◆ Work required: Gather each line in the entries that includes the string "concrete".

◆ Input for this task:
⁂

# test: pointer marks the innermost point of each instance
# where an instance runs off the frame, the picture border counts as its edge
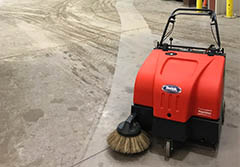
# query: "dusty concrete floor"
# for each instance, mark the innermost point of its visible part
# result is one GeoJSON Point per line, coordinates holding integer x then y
{"type": "Point", "coordinates": [56, 64]}
{"type": "Point", "coordinates": [58, 96]}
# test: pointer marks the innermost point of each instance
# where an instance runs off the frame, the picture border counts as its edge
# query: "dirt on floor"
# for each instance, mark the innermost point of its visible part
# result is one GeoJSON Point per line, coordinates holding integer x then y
{"type": "Point", "coordinates": [57, 60]}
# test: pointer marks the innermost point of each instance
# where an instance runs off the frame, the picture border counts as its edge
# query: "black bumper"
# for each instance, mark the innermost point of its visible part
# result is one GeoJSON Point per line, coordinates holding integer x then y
{"type": "Point", "coordinates": [197, 129]}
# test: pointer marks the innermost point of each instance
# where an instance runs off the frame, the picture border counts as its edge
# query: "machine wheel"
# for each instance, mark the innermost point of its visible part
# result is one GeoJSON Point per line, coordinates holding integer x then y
{"type": "Point", "coordinates": [168, 149]}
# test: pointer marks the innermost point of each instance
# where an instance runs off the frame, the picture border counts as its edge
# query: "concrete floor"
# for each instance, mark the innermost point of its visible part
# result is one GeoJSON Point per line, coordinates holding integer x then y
{"type": "Point", "coordinates": [67, 70]}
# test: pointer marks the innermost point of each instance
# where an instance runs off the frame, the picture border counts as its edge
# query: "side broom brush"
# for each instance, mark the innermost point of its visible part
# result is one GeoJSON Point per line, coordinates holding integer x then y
{"type": "Point", "coordinates": [129, 138]}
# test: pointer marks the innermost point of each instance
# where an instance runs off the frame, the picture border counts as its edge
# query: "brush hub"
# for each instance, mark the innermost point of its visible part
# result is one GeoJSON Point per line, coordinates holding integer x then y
{"type": "Point", "coordinates": [129, 129]}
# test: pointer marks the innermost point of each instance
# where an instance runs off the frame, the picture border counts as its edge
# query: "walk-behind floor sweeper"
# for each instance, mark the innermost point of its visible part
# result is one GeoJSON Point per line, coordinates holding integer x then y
{"type": "Point", "coordinates": [178, 94]}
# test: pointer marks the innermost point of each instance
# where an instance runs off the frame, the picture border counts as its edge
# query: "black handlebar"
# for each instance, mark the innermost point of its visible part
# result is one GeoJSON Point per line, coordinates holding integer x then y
{"type": "Point", "coordinates": [205, 12]}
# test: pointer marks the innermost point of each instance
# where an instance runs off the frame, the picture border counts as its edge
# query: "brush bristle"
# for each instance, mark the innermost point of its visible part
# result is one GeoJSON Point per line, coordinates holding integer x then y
{"type": "Point", "coordinates": [128, 145]}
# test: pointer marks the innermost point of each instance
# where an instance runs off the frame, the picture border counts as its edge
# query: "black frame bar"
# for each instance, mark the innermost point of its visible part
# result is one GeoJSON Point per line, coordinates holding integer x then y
{"type": "Point", "coordinates": [206, 12]}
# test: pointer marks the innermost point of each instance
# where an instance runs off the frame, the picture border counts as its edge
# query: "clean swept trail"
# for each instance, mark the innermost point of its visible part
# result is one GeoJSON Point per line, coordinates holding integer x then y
{"type": "Point", "coordinates": [136, 42]}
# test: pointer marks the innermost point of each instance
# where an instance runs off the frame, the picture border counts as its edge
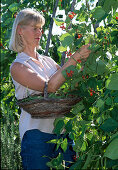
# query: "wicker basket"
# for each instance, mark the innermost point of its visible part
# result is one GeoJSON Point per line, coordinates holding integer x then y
{"type": "Point", "coordinates": [48, 107]}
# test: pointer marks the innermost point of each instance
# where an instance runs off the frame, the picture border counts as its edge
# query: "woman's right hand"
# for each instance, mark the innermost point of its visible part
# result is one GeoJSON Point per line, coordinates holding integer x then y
{"type": "Point", "coordinates": [82, 53]}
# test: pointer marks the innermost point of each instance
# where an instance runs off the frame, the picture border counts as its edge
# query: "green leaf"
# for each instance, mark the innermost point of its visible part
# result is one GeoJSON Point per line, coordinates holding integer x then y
{"type": "Point", "coordinates": [88, 160]}
{"type": "Point", "coordinates": [108, 5]}
{"type": "Point", "coordinates": [68, 126]}
{"type": "Point", "coordinates": [58, 22]}
{"type": "Point", "coordinates": [112, 150]}
{"type": "Point", "coordinates": [64, 145]}
{"type": "Point", "coordinates": [98, 12]}
{"type": "Point", "coordinates": [76, 165]}
{"type": "Point", "coordinates": [101, 67]}
{"type": "Point", "coordinates": [114, 113]}
{"type": "Point", "coordinates": [112, 82]}
{"type": "Point", "coordinates": [68, 69]}
{"type": "Point", "coordinates": [109, 125]}
{"type": "Point", "coordinates": [62, 49]}
{"type": "Point", "coordinates": [54, 163]}
{"type": "Point", "coordinates": [59, 127]}
{"type": "Point", "coordinates": [13, 7]}
{"type": "Point", "coordinates": [100, 103]}
{"type": "Point", "coordinates": [78, 107]}
{"type": "Point", "coordinates": [108, 101]}
{"type": "Point", "coordinates": [66, 39]}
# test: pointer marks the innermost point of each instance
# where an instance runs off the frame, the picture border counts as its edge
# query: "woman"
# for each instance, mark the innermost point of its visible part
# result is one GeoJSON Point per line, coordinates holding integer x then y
{"type": "Point", "coordinates": [29, 72]}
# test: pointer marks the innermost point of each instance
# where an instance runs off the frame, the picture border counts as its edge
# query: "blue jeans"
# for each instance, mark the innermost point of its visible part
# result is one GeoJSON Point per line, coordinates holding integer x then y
{"type": "Point", "coordinates": [34, 146]}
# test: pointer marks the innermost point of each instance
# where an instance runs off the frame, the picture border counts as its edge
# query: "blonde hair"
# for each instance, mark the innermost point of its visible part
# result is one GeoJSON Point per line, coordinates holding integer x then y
{"type": "Point", "coordinates": [24, 17]}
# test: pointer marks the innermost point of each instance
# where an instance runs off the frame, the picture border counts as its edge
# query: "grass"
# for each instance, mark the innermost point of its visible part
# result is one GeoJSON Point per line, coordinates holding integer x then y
{"type": "Point", "coordinates": [10, 140]}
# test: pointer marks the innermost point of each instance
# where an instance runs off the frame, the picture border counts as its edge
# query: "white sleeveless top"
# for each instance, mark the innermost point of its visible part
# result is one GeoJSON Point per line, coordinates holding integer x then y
{"type": "Point", "coordinates": [46, 69]}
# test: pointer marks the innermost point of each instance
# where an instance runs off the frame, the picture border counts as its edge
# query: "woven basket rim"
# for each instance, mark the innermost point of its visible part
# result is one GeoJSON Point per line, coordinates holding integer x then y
{"type": "Point", "coordinates": [49, 100]}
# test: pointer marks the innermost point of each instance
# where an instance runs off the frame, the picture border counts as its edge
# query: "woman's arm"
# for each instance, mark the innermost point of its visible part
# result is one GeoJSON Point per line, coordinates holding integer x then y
{"type": "Point", "coordinates": [57, 79]}
{"type": "Point", "coordinates": [28, 78]}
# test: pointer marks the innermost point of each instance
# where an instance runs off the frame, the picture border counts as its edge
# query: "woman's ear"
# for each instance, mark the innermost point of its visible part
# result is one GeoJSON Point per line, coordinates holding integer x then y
{"type": "Point", "coordinates": [19, 29]}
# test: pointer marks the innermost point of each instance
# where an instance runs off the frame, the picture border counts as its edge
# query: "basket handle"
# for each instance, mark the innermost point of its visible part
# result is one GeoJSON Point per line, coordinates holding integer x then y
{"type": "Point", "coordinates": [45, 90]}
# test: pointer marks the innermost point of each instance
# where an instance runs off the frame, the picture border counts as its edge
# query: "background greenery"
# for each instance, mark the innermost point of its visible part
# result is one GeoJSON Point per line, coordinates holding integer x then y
{"type": "Point", "coordinates": [93, 122]}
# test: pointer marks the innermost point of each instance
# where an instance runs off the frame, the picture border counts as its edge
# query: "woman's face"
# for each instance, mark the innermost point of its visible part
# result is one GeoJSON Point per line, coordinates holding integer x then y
{"type": "Point", "coordinates": [31, 34]}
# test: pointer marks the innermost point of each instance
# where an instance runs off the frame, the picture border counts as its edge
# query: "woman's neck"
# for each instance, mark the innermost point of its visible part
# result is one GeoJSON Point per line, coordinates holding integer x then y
{"type": "Point", "coordinates": [31, 52]}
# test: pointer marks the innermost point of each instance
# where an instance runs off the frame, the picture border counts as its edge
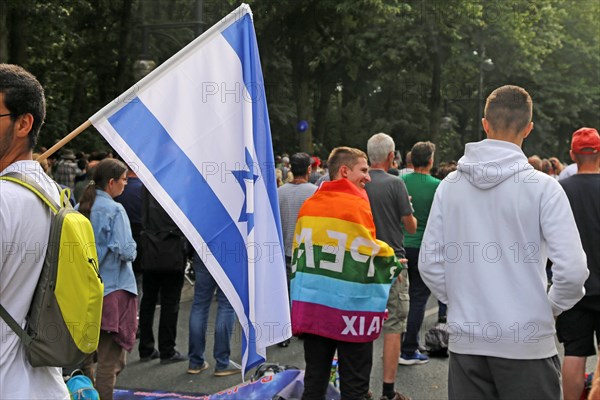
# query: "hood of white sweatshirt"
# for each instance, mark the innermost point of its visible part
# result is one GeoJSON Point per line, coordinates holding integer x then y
{"type": "Point", "coordinates": [490, 162]}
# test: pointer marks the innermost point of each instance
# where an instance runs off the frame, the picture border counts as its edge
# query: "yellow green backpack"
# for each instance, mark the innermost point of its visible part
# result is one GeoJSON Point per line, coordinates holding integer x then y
{"type": "Point", "coordinates": [63, 322]}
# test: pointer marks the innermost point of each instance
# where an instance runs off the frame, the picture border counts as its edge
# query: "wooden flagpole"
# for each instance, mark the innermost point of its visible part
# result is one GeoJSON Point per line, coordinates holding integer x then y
{"type": "Point", "coordinates": [65, 140]}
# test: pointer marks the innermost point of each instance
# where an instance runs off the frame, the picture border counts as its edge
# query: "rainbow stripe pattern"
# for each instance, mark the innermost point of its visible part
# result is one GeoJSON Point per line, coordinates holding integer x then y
{"type": "Point", "coordinates": [341, 274]}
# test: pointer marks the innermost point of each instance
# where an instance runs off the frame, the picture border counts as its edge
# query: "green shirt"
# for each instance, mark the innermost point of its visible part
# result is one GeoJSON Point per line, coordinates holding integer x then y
{"type": "Point", "coordinates": [421, 188]}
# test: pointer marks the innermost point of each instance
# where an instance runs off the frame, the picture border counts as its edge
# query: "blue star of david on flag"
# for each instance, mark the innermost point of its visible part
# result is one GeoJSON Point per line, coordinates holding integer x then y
{"type": "Point", "coordinates": [246, 178]}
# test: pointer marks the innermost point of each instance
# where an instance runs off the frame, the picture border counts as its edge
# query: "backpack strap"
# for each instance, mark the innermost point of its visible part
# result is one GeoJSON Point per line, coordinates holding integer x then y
{"type": "Point", "coordinates": [31, 184]}
{"type": "Point", "coordinates": [10, 321]}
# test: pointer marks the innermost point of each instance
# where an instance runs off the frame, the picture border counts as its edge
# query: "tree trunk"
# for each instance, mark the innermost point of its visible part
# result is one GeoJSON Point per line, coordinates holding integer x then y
{"type": "Point", "coordinates": [3, 32]}
{"type": "Point", "coordinates": [302, 94]}
{"type": "Point", "coordinates": [435, 97]}
{"type": "Point", "coordinates": [17, 37]}
{"type": "Point", "coordinates": [322, 109]}
{"type": "Point", "coordinates": [123, 65]}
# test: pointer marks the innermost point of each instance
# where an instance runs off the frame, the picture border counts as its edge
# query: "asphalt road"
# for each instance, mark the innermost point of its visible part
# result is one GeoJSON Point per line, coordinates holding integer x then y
{"type": "Point", "coordinates": [427, 381]}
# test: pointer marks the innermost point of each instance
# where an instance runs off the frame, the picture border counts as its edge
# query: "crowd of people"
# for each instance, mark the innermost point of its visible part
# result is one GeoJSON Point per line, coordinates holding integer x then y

⁂

◆ Answer section:
# query: "dusty concrete floor"
# query: "concrete floor"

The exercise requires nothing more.